Assigned task
Precise copying is required. Return the data below in full.

[Point localization data]
========

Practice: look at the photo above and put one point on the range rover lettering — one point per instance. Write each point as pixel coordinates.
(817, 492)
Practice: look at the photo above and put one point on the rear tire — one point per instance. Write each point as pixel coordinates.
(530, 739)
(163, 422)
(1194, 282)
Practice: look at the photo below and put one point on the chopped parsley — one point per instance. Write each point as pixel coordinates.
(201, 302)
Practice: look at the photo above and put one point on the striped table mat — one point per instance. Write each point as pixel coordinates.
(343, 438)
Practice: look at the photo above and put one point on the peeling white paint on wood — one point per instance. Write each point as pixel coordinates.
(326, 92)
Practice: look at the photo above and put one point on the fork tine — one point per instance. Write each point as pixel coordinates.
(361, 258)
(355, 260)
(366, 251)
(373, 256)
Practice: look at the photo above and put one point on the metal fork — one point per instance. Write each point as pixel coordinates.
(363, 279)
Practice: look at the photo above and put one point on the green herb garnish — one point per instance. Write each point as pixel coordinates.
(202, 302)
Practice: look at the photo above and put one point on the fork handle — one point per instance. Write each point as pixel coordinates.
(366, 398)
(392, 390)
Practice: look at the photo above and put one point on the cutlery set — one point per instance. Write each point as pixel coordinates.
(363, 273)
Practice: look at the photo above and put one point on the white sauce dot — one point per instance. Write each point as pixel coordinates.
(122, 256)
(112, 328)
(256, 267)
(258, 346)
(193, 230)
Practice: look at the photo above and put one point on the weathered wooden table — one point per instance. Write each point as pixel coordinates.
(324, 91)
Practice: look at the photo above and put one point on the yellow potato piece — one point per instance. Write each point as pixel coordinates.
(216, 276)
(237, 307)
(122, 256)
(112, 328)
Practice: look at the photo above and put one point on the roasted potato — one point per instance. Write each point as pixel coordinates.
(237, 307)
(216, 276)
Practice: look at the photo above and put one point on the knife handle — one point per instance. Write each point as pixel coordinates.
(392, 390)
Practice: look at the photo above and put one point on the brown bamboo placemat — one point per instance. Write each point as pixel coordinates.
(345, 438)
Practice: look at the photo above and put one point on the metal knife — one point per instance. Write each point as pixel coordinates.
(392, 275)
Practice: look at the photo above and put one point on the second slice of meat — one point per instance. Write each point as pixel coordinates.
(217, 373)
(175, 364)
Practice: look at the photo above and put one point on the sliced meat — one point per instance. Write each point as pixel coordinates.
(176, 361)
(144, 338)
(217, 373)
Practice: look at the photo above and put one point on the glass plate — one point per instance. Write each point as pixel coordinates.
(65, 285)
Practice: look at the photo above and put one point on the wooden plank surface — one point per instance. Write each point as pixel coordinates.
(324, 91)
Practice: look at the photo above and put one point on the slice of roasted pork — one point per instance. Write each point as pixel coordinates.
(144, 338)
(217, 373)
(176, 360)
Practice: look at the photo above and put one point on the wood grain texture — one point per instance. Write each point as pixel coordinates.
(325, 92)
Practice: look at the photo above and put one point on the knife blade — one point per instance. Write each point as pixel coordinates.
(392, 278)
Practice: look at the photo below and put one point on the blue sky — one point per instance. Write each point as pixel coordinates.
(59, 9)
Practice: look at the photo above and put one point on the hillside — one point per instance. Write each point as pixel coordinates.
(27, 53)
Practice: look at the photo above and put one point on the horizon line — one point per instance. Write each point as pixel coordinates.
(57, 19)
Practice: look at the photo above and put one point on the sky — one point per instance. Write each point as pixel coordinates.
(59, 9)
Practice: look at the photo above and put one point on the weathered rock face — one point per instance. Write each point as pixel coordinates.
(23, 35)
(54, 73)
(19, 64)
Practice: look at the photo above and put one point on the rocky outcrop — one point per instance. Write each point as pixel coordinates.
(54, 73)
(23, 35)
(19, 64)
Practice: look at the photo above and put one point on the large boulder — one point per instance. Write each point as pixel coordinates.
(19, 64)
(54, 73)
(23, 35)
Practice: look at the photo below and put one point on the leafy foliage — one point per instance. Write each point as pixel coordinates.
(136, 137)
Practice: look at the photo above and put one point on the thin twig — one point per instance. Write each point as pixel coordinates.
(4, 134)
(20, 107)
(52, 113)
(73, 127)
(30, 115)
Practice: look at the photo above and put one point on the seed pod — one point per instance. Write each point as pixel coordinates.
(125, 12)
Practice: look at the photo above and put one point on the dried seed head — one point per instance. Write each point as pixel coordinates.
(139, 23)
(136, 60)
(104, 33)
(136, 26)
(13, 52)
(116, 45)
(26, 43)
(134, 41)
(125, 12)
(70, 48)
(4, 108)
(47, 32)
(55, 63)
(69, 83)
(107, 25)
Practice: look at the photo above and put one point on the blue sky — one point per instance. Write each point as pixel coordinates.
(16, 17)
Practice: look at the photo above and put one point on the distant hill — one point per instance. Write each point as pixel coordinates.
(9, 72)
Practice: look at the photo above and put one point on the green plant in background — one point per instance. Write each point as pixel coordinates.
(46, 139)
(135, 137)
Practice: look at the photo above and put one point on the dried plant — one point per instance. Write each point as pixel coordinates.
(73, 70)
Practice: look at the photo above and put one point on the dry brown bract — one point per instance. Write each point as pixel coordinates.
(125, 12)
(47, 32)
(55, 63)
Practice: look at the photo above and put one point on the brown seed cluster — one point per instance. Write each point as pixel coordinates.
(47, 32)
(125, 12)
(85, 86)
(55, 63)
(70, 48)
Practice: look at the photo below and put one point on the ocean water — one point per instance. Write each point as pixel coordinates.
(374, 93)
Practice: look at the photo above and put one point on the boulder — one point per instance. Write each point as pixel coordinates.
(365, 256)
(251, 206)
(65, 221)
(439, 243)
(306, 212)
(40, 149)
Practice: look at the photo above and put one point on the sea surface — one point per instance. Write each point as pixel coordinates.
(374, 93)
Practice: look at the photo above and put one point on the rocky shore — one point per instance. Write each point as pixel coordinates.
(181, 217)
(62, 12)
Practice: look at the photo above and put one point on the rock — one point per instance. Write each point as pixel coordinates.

========

Finished exercise
Practice: look at the photo above and put one point on the range rover lettering — one point per instance. Write each point as pixel coordinates.
(817, 492)
Practice: look at the photo above and put one point on the rear tire — one point per instance. Write each point as pixel coordinates.
(530, 739)
(163, 422)
(1194, 282)
Practice: look at the photo below and put one point on the chopped parsley — one point per instance. Write each point as pixel coordinates.
(201, 302)
Practice: look at the photo above and put one point on the striped table mat — one point per instance. Write each point as pixel coordinates.
(343, 438)
Practice: look at the photo above and put one point on the peeling white paint on wood — one point per instance. Write each point as pixel coordinates.
(326, 92)
Practice: look at the photo above and put one point on the fork tine — one point per instance. Write each point as pixel coordinates.
(361, 258)
(355, 260)
(366, 251)
(373, 256)
Practice: look at the photo above and put one point on the metal fork — one point per instance. Write each point as pixel coordinates.
(363, 279)
Practice: look at the photo above and put one point on the green herb garnish — one point per instance. Write each point as pixel coordinates.
(202, 302)
Practice: look at the photo above and put one point on the fork handle — one point per instance. Write each point as pixel coordinates.
(366, 398)
(392, 390)
Practice: look at the photo above and put one point on the cutlery set — one point per instance. Write each point as pixel coordinates.
(363, 273)
Practice: look at the photo above and put one point on the white sauce dot — one point per instance. Write each point as pixel coordinates.
(122, 256)
(112, 328)
(256, 267)
(258, 346)
(193, 230)
Practice: look at the photo above and put one point on the weathered wooden table — one point per instance. Write each point as pixel coordinates.
(324, 91)
Practice: look at the photo above and put one point on the yellow potato piece — one point per instance. Write each point as pixel coordinates.
(216, 276)
(237, 307)
(122, 256)
(112, 328)
Practice: look at the photo above and put one point on the roasted potato — one point per instance. Write each point as pixel coordinates.
(237, 307)
(216, 276)
Practice: look at the photo above and put one point on the knife handle — one point per instance. Write each point as pixel coordinates.
(392, 390)
Practice: look at the photo above and put one point on the brown bamboo placemat — one point per instance. Write each point as pixel coordinates.
(345, 438)
Practice: look at the photo above and put one point on the metal knife — one point per instance. Write each point as pixel coordinates.
(392, 275)
Practice: look at the photo above and put one point on the second slice of meat — one point per instance. Write each point as pixel coordinates.
(217, 373)
(175, 364)
Practice: look at the photo above and put one point on the sliced meat — one point per instance. Write each point as pixel coordinates.
(176, 361)
(144, 338)
(217, 373)
Practice: look at the photo above and put one point on the glass plate — one point per instance. Write each point as pixel coordinates.
(65, 285)
Practice: look at the photo above and put one point on the wooden plank surface — one point per instance. Write each point as pixel coordinates.
(324, 91)
Practice: look at the photo above and put one point on the slice of roasted pork — one point per instance. Write each point as pixel coordinates.
(144, 338)
(217, 373)
(176, 360)
Practice: look at the photo above and put one point on the wood grain texture — one point per instance. Write each point as pixel coordinates.
(325, 92)
Practice: look at the photo above and put one point on the knife blade — one point per instance. Write each point as pixel coordinates.
(392, 278)
Practice: look at the photo below and put one point on the blue sky — one point per instance. Write each point as pixel coordinates.
(59, 9)
Practice: look at the photo above and put one point on the hillside — one point per instance. Write each point as pixel coordinates.
(27, 53)
Practice: look at the photo above and put one point on the horizon line — one point per instance. Write each point as pixel coordinates.
(57, 19)
Practice: look at the photo above and put one point on the sky — one point per instance. Write each point as pixel coordinates.
(59, 9)
Practice: look at the photo above and put one point on the weathered rock face — one point per instance. Write each point as pixel coordinates.
(23, 35)
(54, 73)
(19, 64)
Practice: look at the photo above and put one point on the rocky outcrop — one point per instance. Write each point as pixel coordinates.
(54, 73)
(23, 35)
(19, 64)
Practice: look at the photo above and put one point on the large boulder — one point per instance. Write each point as pixel coordinates.
(19, 64)
(54, 73)
(23, 35)
Practice: look at the photo below and put one point on the leafy foliage — one point per instance. Write each point as pixel coordinates.
(136, 137)
Practice: look at the photo above and put one point on the thin twig — one point per instance. Write each point as pixel coordinates.
(4, 134)
(20, 107)
(52, 113)
(73, 127)
(30, 115)
Practice: look at the photo above and put one point on the seed pod — one point per instance. Write each point as pixel coordinates.
(125, 12)
Practice: look at the photo above and put one point on the dried seed head — one point per instance. Write each point as pixel coordinates.
(139, 23)
(136, 60)
(104, 33)
(136, 26)
(13, 52)
(116, 45)
(26, 43)
(134, 41)
(125, 12)
(70, 48)
(4, 108)
(47, 32)
(55, 63)
(69, 83)
(107, 25)
Practice: look at the photo above and put one point on the blue sky — one point per instance. Write each point as pixel coordinates.
(16, 17)
Practice: look at the photo above and put one point on the distant hill — one point per instance. Write each point as pixel coordinates.
(9, 72)
Practice: look at the photo above and put one point on the green plant in background — one point per instance. Write each point as pixel coordinates.
(46, 139)
(135, 137)
Practice: look at the photo above and put one point on the dried plant — one point per instance. Write each point as pixel coordinates.
(73, 70)
Practice: look at the photo above and put one point on the dry brown bract — one point per instance. Write each point as pixel coordinates.
(125, 12)
(47, 32)
(55, 63)
Practice: look at the photo above and put one point on the brown seed cluster — one point per instance. Write each point as pixel coordinates.
(47, 32)
(125, 12)
(85, 86)
(55, 63)
(70, 48)
Practice: look at the photo below and put one point on the ocean water — one point per instance. Write each point as pixel coordinates.
(374, 93)
Practice: look at the photo above and put one point on the boulder — one point per instance. Write each point as pixel coordinates.
(365, 256)
(251, 206)
(65, 221)
(439, 243)
(306, 212)
(40, 149)
Practice: look at the photo above and put one point on the sea surface — one point per instance. Write each point as pixel coordinates.
(374, 93)
Practice: look at the photo above and put one point on the rocky shore — one point per instance. Write each point as pixel coordinates.
(181, 217)
(62, 12)
Practice: look at the photo above and put one point on the rock — one point per instance. Write each point as pixel coordinates.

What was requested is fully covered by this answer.